(Stored data entries)
+---+

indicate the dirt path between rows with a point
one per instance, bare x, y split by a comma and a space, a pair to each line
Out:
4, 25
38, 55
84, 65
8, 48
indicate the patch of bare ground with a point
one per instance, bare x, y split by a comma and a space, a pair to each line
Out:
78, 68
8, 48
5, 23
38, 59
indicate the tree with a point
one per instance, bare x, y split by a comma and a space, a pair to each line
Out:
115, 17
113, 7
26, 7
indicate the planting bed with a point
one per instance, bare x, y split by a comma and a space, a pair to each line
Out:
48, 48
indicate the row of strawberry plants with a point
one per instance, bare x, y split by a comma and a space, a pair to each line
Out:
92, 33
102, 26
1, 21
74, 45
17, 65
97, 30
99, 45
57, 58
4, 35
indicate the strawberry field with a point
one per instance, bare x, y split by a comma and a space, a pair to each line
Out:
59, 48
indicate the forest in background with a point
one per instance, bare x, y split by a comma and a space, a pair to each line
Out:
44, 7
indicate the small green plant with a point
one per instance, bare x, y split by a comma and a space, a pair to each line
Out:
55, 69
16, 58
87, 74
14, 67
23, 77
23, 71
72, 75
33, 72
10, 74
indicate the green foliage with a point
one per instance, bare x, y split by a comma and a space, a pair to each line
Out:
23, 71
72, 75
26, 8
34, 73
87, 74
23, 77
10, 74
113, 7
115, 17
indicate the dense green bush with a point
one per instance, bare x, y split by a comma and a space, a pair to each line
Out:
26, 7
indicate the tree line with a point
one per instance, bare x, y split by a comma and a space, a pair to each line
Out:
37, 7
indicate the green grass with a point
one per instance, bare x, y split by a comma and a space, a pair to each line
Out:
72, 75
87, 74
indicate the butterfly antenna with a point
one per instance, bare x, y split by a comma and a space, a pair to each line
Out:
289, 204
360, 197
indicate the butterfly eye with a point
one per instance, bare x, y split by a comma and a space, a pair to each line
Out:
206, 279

+---+

- **TO DO**: If a line in the records above holds the string "green", copy it out.

- **WRITTEN RESPONSE**:
indicate the small green plant with a point
indicate the green foliage with a point
indicate the dense green bush with a point
indicate the green grass with a point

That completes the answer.